Texto de estudo
++++++++++++++++++++
Em razão da pandemia do novo Coronavírus – Covid-19, a comunidade científica mundial vem buscando incessantemente descobrir medicamentos e vacina que possam conter a propagação do vírus e a imunização da população.
Enquanto perduram as pesquisas, os especialistas, que já sequenciaram o genoma do novo coronavírus, encontraram no medicamento Hidroxicloroquina um resultado positivo na diminuição da carga viral no paciente, levando-o a remição da doença, em muitos casos clinicamente agravados.
Ressalte-se que a administração de tal medicamento, que é indicado para afecções reumáticas, dermatológicas e malária, não tem indicação farmacológica para o Covid-19.
Cada medicamento registrado no Brasil possui aprovação da Agência Nacional de Vigilância Sanitária (ANVISA), órgão regulador vinculado ao Ministério da Saúde.
Dentre suas atribuições indelegáveis estão o registro de medicamentos, visando o bem-estar físico, mental e social da sociedade.
Para que sejam aprovadas as suas indicações, são necessárias que sejam comprovadas a qualidade, eficácia e segurança desse medicamento baseando-se em avaliações de estudos clínicos que comprovem, mais especificamente, os dois últimos requisitos citados.
++++++++++++++++++++
Dados registrados
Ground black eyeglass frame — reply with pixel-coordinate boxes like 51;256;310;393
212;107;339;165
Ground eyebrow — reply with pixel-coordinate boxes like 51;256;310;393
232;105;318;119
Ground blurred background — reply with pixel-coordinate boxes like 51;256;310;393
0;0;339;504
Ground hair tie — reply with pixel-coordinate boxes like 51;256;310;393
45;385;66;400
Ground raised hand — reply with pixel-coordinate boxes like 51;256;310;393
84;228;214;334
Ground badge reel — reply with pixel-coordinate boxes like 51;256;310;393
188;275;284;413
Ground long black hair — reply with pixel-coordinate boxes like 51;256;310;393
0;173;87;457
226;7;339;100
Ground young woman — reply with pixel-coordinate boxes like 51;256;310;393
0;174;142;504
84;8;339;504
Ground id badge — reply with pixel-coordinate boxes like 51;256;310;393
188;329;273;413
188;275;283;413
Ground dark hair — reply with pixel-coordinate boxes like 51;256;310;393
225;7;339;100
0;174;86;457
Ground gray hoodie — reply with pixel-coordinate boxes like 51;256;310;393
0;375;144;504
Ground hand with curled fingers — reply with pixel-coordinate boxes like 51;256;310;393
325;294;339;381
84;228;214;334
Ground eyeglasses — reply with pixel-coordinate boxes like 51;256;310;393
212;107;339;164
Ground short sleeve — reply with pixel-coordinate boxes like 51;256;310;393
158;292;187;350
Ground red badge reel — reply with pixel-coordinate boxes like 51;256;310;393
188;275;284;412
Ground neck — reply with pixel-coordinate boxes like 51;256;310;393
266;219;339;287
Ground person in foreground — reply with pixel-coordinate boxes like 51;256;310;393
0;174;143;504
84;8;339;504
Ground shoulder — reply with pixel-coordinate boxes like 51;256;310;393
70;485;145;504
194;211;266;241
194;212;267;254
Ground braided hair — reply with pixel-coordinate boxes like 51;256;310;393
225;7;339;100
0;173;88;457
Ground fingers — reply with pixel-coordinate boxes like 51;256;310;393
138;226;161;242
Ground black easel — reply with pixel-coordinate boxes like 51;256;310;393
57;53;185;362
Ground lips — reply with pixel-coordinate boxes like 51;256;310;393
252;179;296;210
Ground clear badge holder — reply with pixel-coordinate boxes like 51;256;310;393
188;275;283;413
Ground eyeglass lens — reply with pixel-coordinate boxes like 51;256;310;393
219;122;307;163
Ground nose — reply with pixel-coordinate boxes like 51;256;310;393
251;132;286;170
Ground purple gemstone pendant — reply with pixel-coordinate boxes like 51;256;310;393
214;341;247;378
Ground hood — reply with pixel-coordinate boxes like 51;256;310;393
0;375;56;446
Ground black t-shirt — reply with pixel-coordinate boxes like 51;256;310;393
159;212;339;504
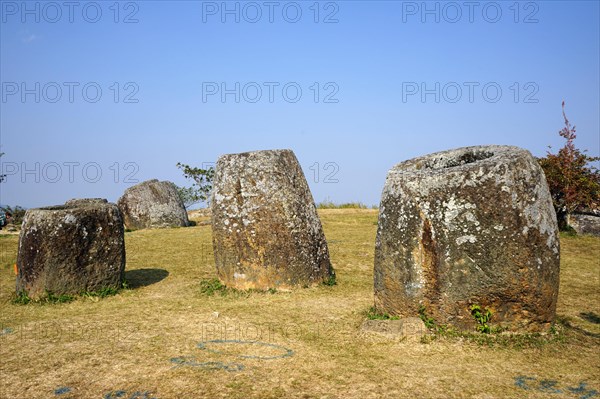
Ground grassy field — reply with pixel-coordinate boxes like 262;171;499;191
0;209;600;399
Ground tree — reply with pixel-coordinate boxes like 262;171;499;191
177;162;215;208
0;152;6;183
538;101;600;230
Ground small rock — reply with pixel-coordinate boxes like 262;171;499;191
117;179;189;230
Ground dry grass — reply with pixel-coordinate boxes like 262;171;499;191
0;209;600;399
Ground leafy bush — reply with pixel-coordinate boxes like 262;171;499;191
538;101;600;230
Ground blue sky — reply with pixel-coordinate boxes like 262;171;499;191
0;1;600;207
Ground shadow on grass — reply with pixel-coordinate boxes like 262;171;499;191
125;269;169;289
579;312;600;324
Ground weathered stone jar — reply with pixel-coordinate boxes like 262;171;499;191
374;146;560;331
117;179;189;230
16;199;125;299
211;150;333;290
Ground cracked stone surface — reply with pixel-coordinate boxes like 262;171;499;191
374;146;560;331
16;199;125;299
117;179;189;230
211;150;334;290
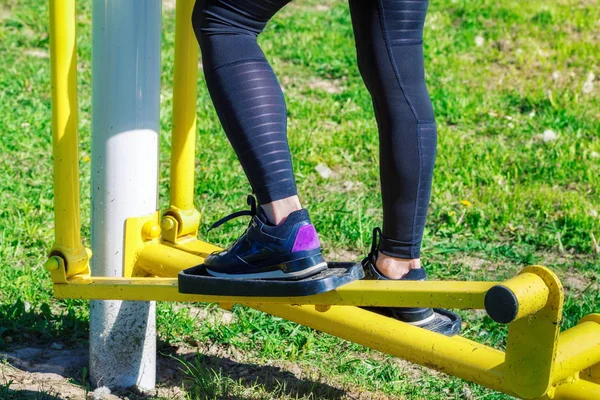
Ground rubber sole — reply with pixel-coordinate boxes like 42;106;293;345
178;262;364;297
206;262;327;280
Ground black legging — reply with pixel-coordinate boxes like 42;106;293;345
193;0;436;258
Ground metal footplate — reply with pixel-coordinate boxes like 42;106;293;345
178;262;364;297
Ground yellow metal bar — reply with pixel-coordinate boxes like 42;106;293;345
171;0;198;216
553;314;600;382
551;379;600;400
553;321;600;382
505;266;563;399
50;0;88;276
137;244;204;276
54;274;493;309
252;304;514;394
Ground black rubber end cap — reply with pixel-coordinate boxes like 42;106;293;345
485;285;519;324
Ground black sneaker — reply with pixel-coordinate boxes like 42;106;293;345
362;228;462;336
204;196;327;279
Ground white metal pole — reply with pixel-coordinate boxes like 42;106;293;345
90;0;161;390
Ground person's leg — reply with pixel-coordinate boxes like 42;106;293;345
350;0;461;335
192;0;327;279
192;0;300;219
350;0;436;279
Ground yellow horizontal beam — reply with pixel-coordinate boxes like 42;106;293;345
252;304;514;395
552;316;600;384
54;276;495;309
552;380;600;400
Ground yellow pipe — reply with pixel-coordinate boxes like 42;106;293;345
252;304;514;394
50;0;90;282
552;320;600;382
552;379;600;400
171;0;198;211
50;0;82;252
137;244;204;276
54;272;491;308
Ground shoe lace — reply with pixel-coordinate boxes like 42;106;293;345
208;195;256;232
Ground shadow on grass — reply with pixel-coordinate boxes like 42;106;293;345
173;354;347;400
0;389;66;400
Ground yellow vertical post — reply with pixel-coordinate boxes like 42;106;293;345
50;0;88;275
162;0;200;242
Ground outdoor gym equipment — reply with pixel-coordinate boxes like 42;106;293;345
46;0;600;399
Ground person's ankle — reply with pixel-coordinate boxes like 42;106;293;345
260;196;302;225
375;252;421;279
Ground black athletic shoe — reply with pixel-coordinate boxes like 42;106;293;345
204;196;327;279
362;228;462;336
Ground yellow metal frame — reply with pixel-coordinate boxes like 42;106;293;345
46;0;600;399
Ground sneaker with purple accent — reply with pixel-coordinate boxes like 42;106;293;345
204;196;327;279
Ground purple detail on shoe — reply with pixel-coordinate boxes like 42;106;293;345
292;224;321;253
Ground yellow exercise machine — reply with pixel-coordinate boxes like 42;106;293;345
45;0;600;399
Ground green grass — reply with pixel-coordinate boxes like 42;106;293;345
0;0;600;399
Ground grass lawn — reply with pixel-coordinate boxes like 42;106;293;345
0;0;600;399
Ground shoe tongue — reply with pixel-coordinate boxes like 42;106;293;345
256;206;275;226
256;206;310;227
402;268;427;281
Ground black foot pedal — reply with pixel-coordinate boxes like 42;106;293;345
178;262;364;297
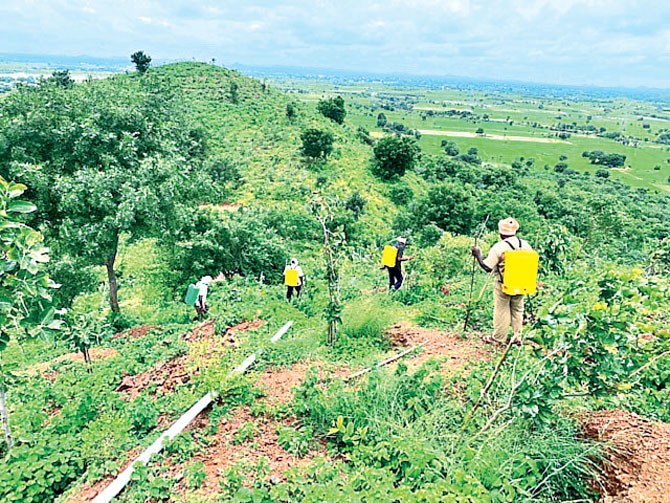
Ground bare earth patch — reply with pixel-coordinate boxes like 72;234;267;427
582;409;670;503
112;325;163;339
177;406;325;498
26;348;119;381
387;324;493;370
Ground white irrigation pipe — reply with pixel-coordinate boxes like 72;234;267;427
93;321;293;503
344;341;428;382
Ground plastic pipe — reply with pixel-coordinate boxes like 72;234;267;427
93;321;293;503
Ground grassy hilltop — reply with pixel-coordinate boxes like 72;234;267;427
0;63;670;503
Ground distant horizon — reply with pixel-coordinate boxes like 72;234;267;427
0;49;670;99
0;0;670;89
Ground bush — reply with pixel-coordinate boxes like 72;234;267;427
411;182;475;234
300;129;333;160
316;96;347;124
171;209;288;287
372;136;421;180
389;185;414;206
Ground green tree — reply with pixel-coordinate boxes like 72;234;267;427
46;70;74;89
0;177;60;449
316;96;347;124
344;190;367;220
130;51;151;75
300;129;333;161
310;195;346;346
0;76;211;312
411;182;476;234
372;136;421;180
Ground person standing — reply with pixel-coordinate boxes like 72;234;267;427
195;276;212;321
472;218;533;344
284;258;305;302
384;236;414;290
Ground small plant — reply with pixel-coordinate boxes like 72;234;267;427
277;426;313;456
184;461;206;489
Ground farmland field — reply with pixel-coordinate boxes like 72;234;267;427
277;79;670;192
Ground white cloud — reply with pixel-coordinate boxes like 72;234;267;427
0;0;670;87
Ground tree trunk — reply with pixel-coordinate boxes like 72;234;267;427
0;382;14;450
105;243;121;313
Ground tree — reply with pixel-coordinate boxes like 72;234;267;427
300;129;333;161
130;51;151;75
316;96;347;124
286;101;298;120
442;140;459;157
0;76;210;312
344;190;367;220
0;177;60;449
372;136;421;180
310;195;346;346
411;182;476;234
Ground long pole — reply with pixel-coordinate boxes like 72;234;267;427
463;215;490;333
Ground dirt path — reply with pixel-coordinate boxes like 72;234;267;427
387;324;494;372
582;409;670;503
171;406;326;501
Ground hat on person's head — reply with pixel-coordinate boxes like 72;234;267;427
498;218;519;236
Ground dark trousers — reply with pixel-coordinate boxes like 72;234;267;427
387;267;403;290
286;285;302;300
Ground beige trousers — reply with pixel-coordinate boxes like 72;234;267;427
493;281;523;341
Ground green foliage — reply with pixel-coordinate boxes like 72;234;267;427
0;177;62;351
582;150;626;168
372;136;421;180
172;209;288;287
130;51;151;75
300;129;333;161
277;426;314;456
0;435;85;503
0;78;206;311
410;182;476;234
316;96;347;124
344;191;366;220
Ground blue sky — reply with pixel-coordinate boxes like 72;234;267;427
0;0;670;88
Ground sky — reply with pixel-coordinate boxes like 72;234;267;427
0;0;670;88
++++++++++++++++++++
O que fazer
**a.** Para quais condições o texto sobre a hidroxicloroquina diz que esse medicamento é indicado? Liste todas.
**b.** No texto sobre a hidroxicloroquina, a que ministério está vinculada a ANVISA?
**c.** As afirmações abaixo estão de acordo com o texto sobre a hidroxicloroquina? Responda sim ou não a cada uma e cite as palavras do texto que decidem.
(i) A hidroxicloroquina tem indicação farmacológica para a Covid-19.
(ii) Os especialistas já sequenciaram o genoma do novo coronavírus.
(iii) O registro de medicamentos está entre as atribuições da ANVISA.

Respostas por tarefa
**a.** Afecções reumáticas; afecções dermatológicas; malária.

**b.** Ao Ministério da Saúde.

**c.**
(i) Não: "não tem indicação farmacológica para o Covid-19".
(ii) Sim: "os especialistas, que já sequenciaram o genoma do novo coronavírus".
(iii) Sim: "Dentre suas atribuições indelegáveis estão o registro de medicamentos".